§ PROBLEM STATEMENT
Output every line of the records verbatim, omitting the pictures.

[Segmentation annotation records]
····················
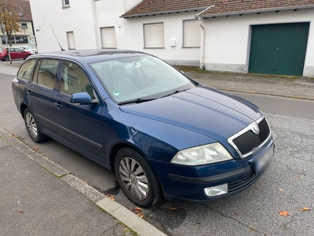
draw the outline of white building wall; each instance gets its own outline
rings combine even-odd
[[[250,26],[310,22],[310,32],[303,75],[314,76],[314,8],[299,9],[204,19],[206,29],[206,70],[247,72],[250,45]]]
[[[61,0],[30,0],[39,52],[60,50],[52,27],[64,49],[68,48],[67,31],[74,32],[77,49],[96,48],[94,0],[70,0],[70,7],[62,8]]]
[[[120,18],[119,17],[131,7],[131,4],[124,4],[125,0],[100,0],[95,2],[98,37],[100,28],[114,27],[117,48],[119,49],[136,50],[156,56],[172,64],[199,65],[200,48],[182,48],[183,20],[195,19],[196,12]],[[133,1],[133,3],[136,1]],[[130,1],[126,0],[127,3]],[[106,9],[110,6],[110,13]],[[163,22],[165,48],[144,48],[143,24]],[[170,40],[176,40],[175,47],[170,46]]]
····················
§ OUTPUT FOR THIS EXERCISE
draw the outline of white building wall; each instance gets its own outline
rings combine even-odd
[[[250,26],[310,22],[310,32],[303,75],[314,76],[314,8],[299,9],[204,19],[206,29],[206,70],[247,72],[250,45]]]
[[[61,0],[30,0],[39,52],[60,50],[52,27],[64,49],[68,48],[67,31],[74,32],[77,49],[96,48],[94,0],[70,0],[70,7],[62,8]]]
[[[120,18],[119,17],[131,7],[131,4],[124,4],[125,0],[100,0],[95,2],[98,37],[100,28],[114,27],[117,48],[119,49],[136,50],[156,56],[172,64],[199,65],[200,48],[182,48],[183,20],[195,19],[196,12]],[[133,1],[133,3],[136,1]],[[130,1],[126,0],[127,3]],[[106,9],[110,6],[110,13]],[[163,22],[165,48],[144,48],[143,24]],[[170,40],[176,40],[175,47],[170,46]]]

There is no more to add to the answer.